Вообще с Солженицыным, и как с публицистом, и как с мемуаристом есть о чем спорить. Его же собственный яркий и памятный призыв «жить не по лжи» побуждает прямо сказать – иное было бы неуважением и к себе, и к самому писателю – что Солженицын не является ныне сторонником социализма и коммунизма во всех их видах. Более того, враг тоталитаризма, он не является и поклонником демократии – ни социалистической, ни даже буржуазной. Он выступает и против либерального плюрализма, вследствие чего демократически одинок даже среди русской эмиграции.

Однако нельзя не отметить, что в последние годы Солженицын воздерживается от каких бы то ни было интервью и политических заявлений. И, может быть, не случайно. Как написал он сам о философе Бердяеве: «В течение своей жизни он, по меньшей мере два, а в чем и три раза менял свой образ мыслей почти на 180 градусов, выступая против своих прежних взглядов, как против чужих». Пока человек жив – жива и способность к переменам – не самое дурное свойство живого, взыскующего ума. И уверен: Солженицыну не могут быть безразличны перемены, происходящие с 1985 года в нашей стране.

Главное же, книга есть книга, искусство есть искусство, и оно живет своей жизнью, как бы оборвав пуповину и отделившись в момент рождения от своего творца.

Оказавшись на Западе, Солженицын многие годы труда отдал созданию исторической эпопеи «Красное колесо», начатой еще на родине первой редакцией «Августа 1914-го». Когда-то, еще до войны, ростовский юноша задумал написать грандиозную многотомную фреску, сокращенно обозначенную им «ЛЮР» – «Люблю революцию». Стремление к масштабному замыслу осталось, но содержание, похоже, поменялось на противоположный знак.
* * * * * * *
▶ **Задание**
Определите, соответствуют ли фрагменту о Солженицыне следующие утверждения: (a) Солженицын выступает против либерального плюрализма; (b) в последние годы Солженицын охотно дает интервью; (c) Солженицын является поклонником буржуазной демократии. Для каждого утверждения ответьте «да» или «нет» и приведите точную цитату из фрагмента, на которой основан ответ.
* * * * * * *
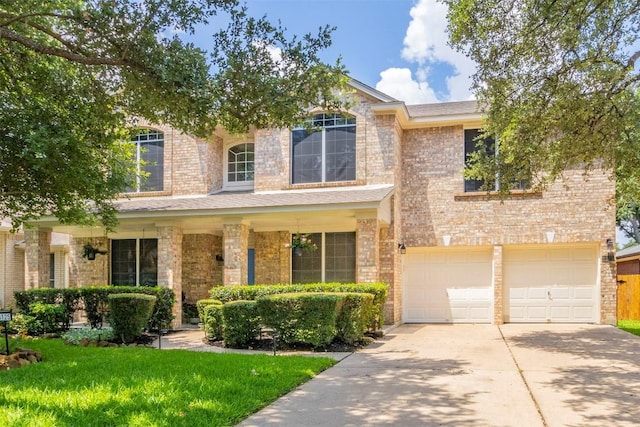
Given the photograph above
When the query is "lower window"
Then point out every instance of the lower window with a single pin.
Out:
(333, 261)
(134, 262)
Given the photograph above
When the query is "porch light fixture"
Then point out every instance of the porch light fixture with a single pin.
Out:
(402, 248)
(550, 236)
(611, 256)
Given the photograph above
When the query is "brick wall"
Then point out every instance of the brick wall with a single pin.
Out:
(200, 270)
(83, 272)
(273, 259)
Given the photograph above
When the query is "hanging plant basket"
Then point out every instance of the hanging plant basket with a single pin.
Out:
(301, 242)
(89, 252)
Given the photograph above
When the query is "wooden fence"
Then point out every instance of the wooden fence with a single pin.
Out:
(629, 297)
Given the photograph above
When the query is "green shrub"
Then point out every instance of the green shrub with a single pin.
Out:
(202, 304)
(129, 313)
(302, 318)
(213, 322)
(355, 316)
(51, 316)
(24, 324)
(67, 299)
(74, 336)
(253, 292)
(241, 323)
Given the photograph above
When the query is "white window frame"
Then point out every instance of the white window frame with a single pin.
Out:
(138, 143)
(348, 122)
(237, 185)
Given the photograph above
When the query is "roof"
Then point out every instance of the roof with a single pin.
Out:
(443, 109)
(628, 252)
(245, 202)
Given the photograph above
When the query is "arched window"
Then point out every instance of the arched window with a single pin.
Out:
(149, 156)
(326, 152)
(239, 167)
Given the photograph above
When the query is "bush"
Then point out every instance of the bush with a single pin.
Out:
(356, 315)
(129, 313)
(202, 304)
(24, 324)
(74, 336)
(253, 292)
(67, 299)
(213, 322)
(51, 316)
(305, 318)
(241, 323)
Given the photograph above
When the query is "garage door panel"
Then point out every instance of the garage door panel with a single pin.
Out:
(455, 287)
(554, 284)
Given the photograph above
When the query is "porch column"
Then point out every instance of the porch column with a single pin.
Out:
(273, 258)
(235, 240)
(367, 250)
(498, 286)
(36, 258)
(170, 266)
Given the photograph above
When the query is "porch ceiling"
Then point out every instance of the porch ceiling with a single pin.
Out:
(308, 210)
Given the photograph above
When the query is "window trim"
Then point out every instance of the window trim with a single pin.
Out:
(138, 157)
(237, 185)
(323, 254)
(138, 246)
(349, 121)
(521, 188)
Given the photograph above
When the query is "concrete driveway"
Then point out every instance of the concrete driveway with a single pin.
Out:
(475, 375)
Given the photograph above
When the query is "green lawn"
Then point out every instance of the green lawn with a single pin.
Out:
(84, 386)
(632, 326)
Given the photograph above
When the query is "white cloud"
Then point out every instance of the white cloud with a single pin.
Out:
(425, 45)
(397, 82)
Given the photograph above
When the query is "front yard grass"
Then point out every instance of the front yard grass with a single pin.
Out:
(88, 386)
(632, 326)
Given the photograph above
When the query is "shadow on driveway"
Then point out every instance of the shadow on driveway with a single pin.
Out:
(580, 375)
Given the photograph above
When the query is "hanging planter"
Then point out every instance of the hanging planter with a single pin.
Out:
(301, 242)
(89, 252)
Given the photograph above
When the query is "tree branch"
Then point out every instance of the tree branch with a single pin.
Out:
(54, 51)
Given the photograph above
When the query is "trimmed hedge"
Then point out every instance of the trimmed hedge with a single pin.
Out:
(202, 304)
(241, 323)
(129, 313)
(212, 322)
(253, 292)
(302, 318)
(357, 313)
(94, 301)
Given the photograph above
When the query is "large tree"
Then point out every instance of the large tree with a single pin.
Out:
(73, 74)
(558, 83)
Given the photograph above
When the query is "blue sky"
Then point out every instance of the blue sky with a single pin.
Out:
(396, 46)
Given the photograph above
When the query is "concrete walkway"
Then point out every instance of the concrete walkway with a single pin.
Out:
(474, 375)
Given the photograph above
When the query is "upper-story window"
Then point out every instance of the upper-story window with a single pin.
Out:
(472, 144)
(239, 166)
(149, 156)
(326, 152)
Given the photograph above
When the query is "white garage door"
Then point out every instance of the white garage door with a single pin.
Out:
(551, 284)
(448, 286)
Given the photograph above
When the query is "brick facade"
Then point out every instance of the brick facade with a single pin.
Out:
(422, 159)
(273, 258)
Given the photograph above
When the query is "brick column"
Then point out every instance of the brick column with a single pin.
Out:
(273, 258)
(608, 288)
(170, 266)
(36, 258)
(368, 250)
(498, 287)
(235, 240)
* * * * * * *
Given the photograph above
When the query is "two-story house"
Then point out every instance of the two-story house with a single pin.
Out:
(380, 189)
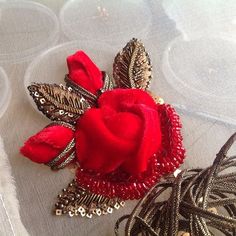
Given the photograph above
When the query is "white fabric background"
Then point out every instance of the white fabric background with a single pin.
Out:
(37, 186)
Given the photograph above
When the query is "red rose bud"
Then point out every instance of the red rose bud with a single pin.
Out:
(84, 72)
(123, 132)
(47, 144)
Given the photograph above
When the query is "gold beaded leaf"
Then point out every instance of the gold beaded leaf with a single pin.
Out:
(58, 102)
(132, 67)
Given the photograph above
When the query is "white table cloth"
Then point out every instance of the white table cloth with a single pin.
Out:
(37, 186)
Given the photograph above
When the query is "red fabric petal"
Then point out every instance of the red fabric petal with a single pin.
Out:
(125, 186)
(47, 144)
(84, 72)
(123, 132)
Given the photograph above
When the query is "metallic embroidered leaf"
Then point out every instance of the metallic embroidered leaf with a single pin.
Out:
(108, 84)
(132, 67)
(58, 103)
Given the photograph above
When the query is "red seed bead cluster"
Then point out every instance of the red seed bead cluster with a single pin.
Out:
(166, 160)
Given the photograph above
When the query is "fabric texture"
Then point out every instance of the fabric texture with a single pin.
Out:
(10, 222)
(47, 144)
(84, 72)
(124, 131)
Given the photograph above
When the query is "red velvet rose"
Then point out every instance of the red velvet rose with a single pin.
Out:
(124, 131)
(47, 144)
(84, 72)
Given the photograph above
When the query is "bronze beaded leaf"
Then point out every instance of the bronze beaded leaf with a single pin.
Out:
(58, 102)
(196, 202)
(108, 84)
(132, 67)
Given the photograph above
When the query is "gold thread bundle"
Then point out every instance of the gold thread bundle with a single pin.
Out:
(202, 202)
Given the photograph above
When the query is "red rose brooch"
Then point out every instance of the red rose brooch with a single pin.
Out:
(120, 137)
* * * * * * *
▶ **Ответ**
(a) Да: «Он выступает и против либерального плюрализма».
(b) Нет: «в последние годы Солженицын воздерживается от каких бы то ни было интервью и политических заявлений».
(c) Нет: «он не является и поклонником демократии – ни социалистической, ни даже буржуазной».